- _DESCRIPTION OF THE TASK_: From the line with "Would you be able to point to the floodwater" to the end of the data below, restate each line word for word, both ends included, without the pictures.

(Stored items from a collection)
——————

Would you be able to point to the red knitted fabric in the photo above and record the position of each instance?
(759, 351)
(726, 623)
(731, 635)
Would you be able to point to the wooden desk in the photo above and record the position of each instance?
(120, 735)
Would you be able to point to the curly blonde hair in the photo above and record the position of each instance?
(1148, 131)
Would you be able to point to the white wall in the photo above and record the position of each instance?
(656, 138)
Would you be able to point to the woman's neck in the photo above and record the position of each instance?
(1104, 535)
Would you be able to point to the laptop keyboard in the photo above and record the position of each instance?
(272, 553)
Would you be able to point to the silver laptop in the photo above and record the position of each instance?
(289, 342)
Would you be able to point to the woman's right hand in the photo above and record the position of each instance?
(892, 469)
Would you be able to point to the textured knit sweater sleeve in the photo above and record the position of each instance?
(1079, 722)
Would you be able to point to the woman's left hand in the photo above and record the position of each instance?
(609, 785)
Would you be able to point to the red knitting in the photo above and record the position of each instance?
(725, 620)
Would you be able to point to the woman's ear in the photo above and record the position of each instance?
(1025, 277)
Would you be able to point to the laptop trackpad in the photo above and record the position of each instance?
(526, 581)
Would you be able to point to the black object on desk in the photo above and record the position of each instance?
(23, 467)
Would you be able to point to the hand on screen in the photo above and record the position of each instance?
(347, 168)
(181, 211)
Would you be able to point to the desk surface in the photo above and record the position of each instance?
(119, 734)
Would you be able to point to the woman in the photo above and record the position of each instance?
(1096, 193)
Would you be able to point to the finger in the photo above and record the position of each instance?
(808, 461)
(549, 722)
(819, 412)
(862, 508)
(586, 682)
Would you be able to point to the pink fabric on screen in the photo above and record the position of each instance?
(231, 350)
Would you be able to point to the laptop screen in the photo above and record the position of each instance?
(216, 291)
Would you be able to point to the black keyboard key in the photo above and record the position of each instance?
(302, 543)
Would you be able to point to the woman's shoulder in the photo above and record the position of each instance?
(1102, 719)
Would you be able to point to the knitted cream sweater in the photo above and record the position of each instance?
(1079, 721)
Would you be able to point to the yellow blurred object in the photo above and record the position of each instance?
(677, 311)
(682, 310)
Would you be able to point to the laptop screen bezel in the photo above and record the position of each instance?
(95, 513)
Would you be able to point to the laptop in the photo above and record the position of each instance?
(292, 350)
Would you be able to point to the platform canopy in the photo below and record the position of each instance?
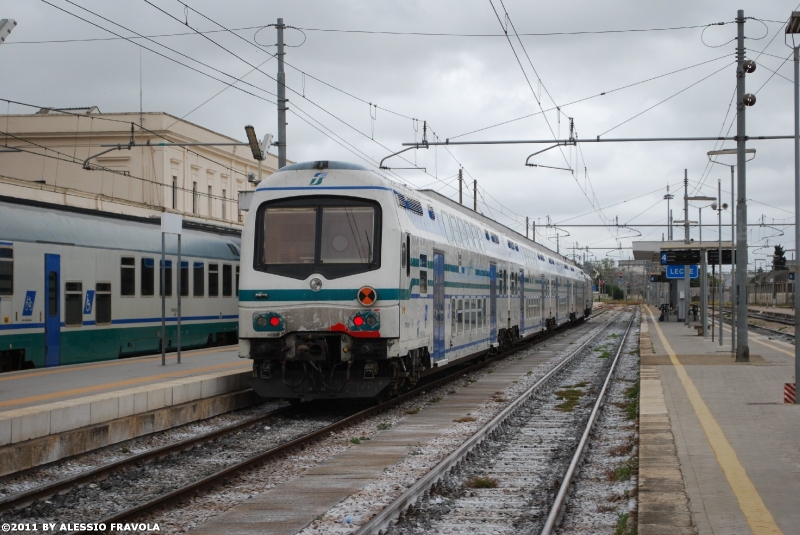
(651, 250)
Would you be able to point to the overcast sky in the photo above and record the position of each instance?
(458, 84)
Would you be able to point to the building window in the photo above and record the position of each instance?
(6, 271)
(213, 280)
(102, 303)
(184, 279)
(224, 206)
(227, 283)
(148, 273)
(127, 276)
(73, 304)
(199, 276)
(167, 278)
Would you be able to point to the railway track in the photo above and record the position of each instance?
(522, 446)
(13, 506)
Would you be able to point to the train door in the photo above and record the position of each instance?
(492, 303)
(438, 305)
(52, 312)
(521, 290)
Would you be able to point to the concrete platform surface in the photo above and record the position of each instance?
(737, 443)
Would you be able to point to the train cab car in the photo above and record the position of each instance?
(355, 286)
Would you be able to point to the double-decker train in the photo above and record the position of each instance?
(355, 286)
(82, 285)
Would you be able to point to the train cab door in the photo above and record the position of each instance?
(521, 290)
(52, 309)
(492, 303)
(438, 305)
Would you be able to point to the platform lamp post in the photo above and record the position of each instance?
(733, 235)
(703, 269)
(792, 28)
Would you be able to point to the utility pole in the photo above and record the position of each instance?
(742, 348)
(282, 100)
(686, 269)
(460, 186)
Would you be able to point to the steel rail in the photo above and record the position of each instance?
(222, 476)
(21, 499)
(384, 519)
(561, 497)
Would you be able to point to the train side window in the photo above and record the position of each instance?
(6, 271)
(408, 255)
(102, 303)
(237, 281)
(167, 279)
(127, 276)
(473, 324)
(148, 274)
(73, 304)
(423, 274)
(213, 280)
(227, 284)
(52, 290)
(184, 279)
(199, 276)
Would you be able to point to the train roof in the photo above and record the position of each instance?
(41, 223)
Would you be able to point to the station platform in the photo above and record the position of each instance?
(51, 413)
(719, 450)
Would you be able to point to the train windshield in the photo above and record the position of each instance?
(330, 236)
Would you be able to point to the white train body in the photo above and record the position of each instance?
(353, 286)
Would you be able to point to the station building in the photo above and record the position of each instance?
(140, 177)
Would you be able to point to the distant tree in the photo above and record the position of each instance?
(779, 259)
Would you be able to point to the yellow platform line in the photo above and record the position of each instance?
(13, 376)
(755, 511)
(118, 384)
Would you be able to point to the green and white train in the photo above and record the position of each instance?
(356, 286)
(82, 286)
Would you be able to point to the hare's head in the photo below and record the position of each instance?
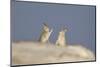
(45, 27)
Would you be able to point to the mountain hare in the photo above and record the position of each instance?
(46, 32)
(61, 41)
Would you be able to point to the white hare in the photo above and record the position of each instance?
(61, 41)
(46, 32)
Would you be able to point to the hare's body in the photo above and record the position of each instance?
(61, 41)
(46, 32)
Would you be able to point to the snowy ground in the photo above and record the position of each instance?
(35, 53)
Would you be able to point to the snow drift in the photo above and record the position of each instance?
(35, 53)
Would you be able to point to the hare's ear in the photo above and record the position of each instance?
(45, 24)
(65, 29)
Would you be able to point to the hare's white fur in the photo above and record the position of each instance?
(46, 32)
(61, 41)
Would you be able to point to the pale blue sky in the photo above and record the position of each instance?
(27, 19)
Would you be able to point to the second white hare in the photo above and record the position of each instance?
(46, 32)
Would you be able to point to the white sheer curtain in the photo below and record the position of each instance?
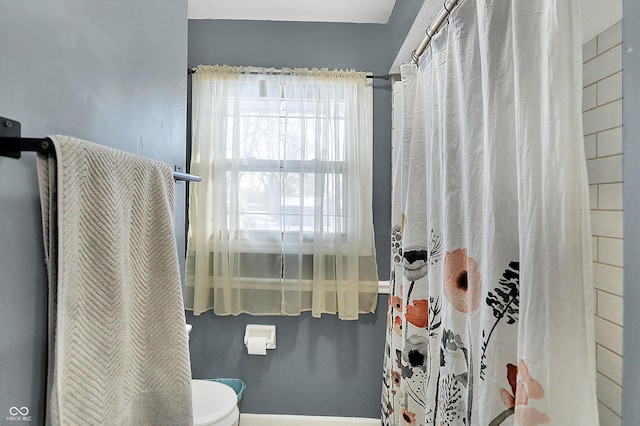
(491, 316)
(282, 220)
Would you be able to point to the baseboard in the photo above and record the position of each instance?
(247, 419)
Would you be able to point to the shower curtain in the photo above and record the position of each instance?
(490, 311)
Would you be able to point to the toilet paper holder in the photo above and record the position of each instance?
(257, 330)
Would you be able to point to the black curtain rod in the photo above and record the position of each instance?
(383, 77)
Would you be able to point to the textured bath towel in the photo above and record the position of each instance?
(118, 352)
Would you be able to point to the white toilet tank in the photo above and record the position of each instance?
(214, 404)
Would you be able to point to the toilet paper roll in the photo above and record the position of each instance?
(257, 345)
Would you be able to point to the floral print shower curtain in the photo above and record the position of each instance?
(490, 310)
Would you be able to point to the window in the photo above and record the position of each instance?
(282, 222)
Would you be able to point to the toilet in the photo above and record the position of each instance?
(214, 404)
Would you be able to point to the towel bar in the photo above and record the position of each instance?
(11, 145)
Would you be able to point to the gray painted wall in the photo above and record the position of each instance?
(110, 72)
(631, 197)
(321, 366)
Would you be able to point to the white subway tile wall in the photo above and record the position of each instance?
(602, 113)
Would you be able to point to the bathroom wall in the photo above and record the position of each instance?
(321, 366)
(631, 194)
(111, 72)
(602, 106)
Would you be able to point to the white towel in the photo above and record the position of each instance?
(118, 351)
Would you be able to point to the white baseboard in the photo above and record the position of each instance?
(247, 419)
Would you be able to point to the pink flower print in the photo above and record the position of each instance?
(530, 417)
(418, 313)
(408, 418)
(462, 281)
(396, 302)
(523, 388)
(509, 399)
(397, 325)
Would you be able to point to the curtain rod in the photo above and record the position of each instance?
(433, 29)
(383, 77)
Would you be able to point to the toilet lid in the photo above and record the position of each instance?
(212, 401)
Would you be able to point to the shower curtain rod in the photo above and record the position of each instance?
(13, 146)
(433, 29)
(383, 77)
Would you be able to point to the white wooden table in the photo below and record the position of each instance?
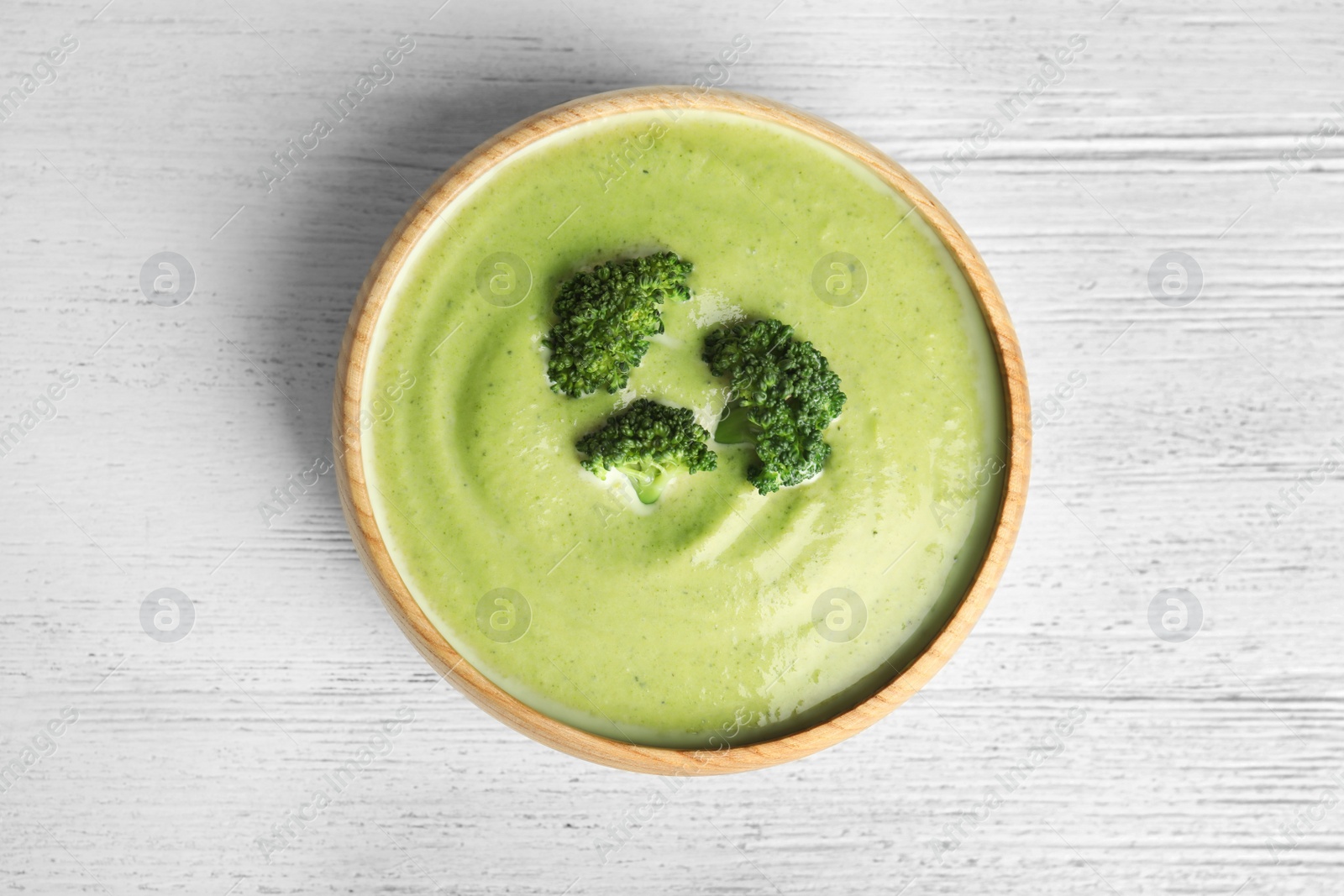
(1186, 759)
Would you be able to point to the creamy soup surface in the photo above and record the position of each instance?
(716, 614)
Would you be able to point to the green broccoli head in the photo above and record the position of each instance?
(784, 396)
(606, 317)
(649, 443)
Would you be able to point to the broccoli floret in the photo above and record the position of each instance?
(649, 443)
(784, 396)
(606, 318)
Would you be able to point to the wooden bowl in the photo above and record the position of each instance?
(430, 642)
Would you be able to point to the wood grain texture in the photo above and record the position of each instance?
(1153, 474)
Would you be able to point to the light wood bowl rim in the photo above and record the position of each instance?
(434, 647)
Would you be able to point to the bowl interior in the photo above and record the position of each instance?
(434, 647)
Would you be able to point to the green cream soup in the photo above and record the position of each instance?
(716, 614)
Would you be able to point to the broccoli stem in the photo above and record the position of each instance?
(648, 479)
(736, 429)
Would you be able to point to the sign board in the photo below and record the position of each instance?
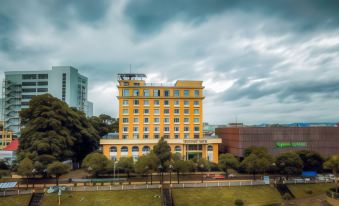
(290, 144)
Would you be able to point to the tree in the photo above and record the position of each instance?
(54, 131)
(163, 151)
(25, 168)
(147, 164)
(333, 164)
(312, 161)
(57, 169)
(126, 164)
(228, 161)
(289, 163)
(95, 163)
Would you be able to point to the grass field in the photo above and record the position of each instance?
(20, 200)
(255, 196)
(104, 198)
(308, 190)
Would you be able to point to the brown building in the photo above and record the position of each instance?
(324, 140)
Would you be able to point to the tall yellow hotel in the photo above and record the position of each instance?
(149, 111)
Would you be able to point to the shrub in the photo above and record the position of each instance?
(238, 202)
(287, 196)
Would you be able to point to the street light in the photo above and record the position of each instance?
(170, 168)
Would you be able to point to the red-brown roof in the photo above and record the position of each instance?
(13, 146)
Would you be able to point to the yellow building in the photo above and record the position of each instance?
(149, 111)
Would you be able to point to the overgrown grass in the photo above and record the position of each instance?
(250, 195)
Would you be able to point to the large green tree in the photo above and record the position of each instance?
(312, 161)
(54, 131)
(163, 151)
(57, 169)
(289, 164)
(333, 164)
(228, 161)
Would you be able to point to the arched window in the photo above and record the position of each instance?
(124, 149)
(135, 149)
(113, 149)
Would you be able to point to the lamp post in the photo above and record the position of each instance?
(170, 168)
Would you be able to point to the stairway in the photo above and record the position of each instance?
(167, 196)
(36, 199)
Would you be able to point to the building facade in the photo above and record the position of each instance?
(149, 111)
(63, 82)
(277, 140)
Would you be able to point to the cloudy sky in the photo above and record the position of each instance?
(261, 61)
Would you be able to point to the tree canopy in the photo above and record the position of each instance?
(54, 131)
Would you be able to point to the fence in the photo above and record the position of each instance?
(219, 184)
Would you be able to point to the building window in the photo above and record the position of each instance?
(176, 93)
(156, 93)
(146, 93)
(135, 92)
(125, 92)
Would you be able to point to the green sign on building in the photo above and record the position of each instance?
(290, 144)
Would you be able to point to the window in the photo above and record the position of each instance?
(125, 92)
(135, 92)
(176, 93)
(28, 83)
(156, 93)
(176, 103)
(42, 90)
(196, 93)
(42, 76)
(146, 93)
(42, 83)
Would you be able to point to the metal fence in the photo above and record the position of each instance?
(219, 184)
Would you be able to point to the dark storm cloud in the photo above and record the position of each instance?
(152, 15)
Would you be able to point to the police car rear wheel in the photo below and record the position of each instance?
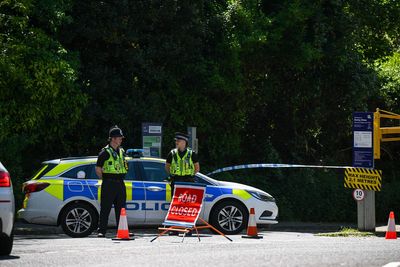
(229, 217)
(79, 220)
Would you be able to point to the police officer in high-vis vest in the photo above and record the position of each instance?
(111, 167)
(182, 162)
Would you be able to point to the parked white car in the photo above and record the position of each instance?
(7, 210)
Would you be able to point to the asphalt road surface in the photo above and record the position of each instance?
(277, 248)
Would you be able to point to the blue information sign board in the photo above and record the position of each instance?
(152, 139)
(363, 130)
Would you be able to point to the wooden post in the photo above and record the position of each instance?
(366, 212)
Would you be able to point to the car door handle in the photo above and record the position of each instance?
(154, 188)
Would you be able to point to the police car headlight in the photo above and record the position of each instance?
(261, 196)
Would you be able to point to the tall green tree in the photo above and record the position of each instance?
(40, 102)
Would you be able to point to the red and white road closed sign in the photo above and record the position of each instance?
(186, 205)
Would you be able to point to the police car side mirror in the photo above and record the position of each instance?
(81, 175)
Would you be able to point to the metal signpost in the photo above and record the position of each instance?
(152, 139)
(363, 156)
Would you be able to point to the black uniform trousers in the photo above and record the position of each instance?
(113, 191)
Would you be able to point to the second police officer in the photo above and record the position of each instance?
(182, 163)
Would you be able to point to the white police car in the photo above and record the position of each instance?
(66, 191)
(7, 210)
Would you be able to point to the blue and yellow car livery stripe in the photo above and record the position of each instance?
(135, 190)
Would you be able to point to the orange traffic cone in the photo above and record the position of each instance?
(391, 232)
(123, 231)
(252, 226)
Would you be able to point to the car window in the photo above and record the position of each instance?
(199, 180)
(131, 175)
(82, 172)
(154, 171)
(45, 168)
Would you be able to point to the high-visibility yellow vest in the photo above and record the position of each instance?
(182, 166)
(116, 163)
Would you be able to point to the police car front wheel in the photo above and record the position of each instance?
(79, 219)
(229, 217)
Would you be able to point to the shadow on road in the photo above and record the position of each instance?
(10, 257)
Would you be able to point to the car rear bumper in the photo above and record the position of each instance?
(36, 216)
(6, 219)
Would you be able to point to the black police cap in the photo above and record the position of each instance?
(115, 131)
(181, 136)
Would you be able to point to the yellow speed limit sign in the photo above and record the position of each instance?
(362, 178)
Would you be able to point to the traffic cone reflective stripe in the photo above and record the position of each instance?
(391, 231)
(123, 231)
(252, 226)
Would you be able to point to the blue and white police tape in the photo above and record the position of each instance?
(274, 165)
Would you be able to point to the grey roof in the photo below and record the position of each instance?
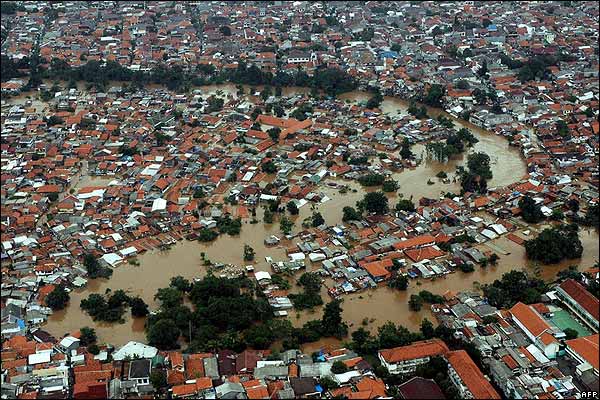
(230, 390)
(315, 370)
(271, 371)
(211, 367)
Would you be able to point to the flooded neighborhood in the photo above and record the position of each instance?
(357, 200)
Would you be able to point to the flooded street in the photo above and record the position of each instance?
(379, 305)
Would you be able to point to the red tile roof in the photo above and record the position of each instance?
(471, 375)
(424, 348)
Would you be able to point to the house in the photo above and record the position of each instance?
(585, 351)
(68, 345)
(580, 301)
(139, 371)
(406, 359)
(536, 328)
(468, 378)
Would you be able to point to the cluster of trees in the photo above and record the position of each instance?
(358, 160)
(375, 100)
(592, 217)
(301, 113)
(223, 308)
(530, 210)
(111, 307)
(311, 295)
(405, 151)
(94, 269)
(371, 179)
(405, 205)
(10, 7)
(332, 81)
(388, 336)
(514, 286)
(228, 225)
(398, 281)
(555, 244)
(456, 143)
(58, 298)
(390, 185)
(434, 95)
(350, 214)
(373, 202)
(232, 314)
(478, 172)
(416, 111)
(10, 68)
(536, 67)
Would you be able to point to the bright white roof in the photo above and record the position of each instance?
(137, 349)
(260, 275)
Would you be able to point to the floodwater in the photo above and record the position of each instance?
(378, 305)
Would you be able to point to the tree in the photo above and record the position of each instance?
(139, 308)
(405, 152)
(479, 164)
(338, 367)
(350, 214)
(427, 329)
(555, 244)
(434, 95)
(286, 225)
(87, 336)
(269, 167)
(58, 298)
(248, 253)
(375, 202)
(375, 101)
(225, 30)
(514, 286)
(158, 379)
(180, 283)
(390, 186)
(405, 205)
(399, 281)
(274, 134)
(93, 267)
(328, 383)
(483, 70)
(317, 219)
(530, 210)
(169, 297)
(207, 235)
(292, 208)
(332, 323)
(93, 349)
(163, 334)
(415, 302)
(268, 216)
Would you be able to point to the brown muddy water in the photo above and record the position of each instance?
(378, 305)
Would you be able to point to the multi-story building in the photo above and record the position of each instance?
(468, 378)
(405, 359)
(580, 301)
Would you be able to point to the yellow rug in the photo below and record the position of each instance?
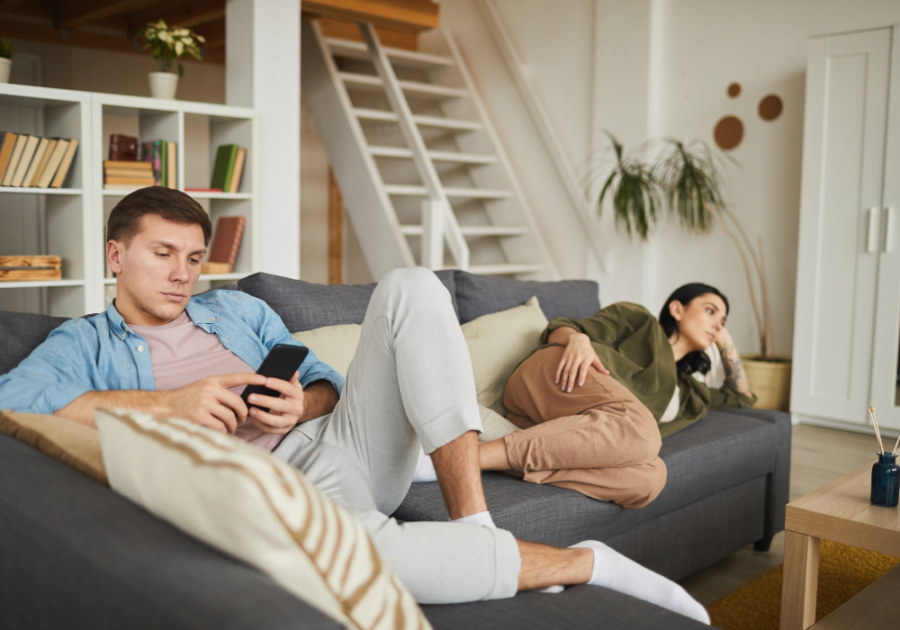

——————

- _YOUR SOLUTION_:
Would you be able to point to the floodwater in the photo above and record the position of each instance?
(378, 305)
Would you be able to point to the tree in the photo above and record the position of each instance?
(139, 308)
(405, 152)
(479, 164)
(338, 367)
(350, 214)
(427, 329)
(555, 244)
(434, 95)
(286, 225)
(87, 336)
(269, 167)
(58, 298)
(248, 253)
(375, 202)
(375, 101)
(225, 30)
(514, 286)
(158, 379)
(180, 283)
(390, 186)
(405, 205)
(399, 281)
(274, 134)
(93, 267)
(328, 383)
(483, 70)
(317, 219)
(530, 210)
(169, 297)
(207, 235)
(292, 208)
(332, 323)
(93, 349)
(163, 334)
(415, 302)
(268, 216)
Would you be able to point to the brown muddy water in the photo above and record the position of each instance?
(378, 305)
Would you be able to point to the multi-story building in the photo above and record the position of each instance?
(468, 378)
(405, 359)
(580, 301)
Would you be able to point to the yellow rug in the photo below and record the position of each instance?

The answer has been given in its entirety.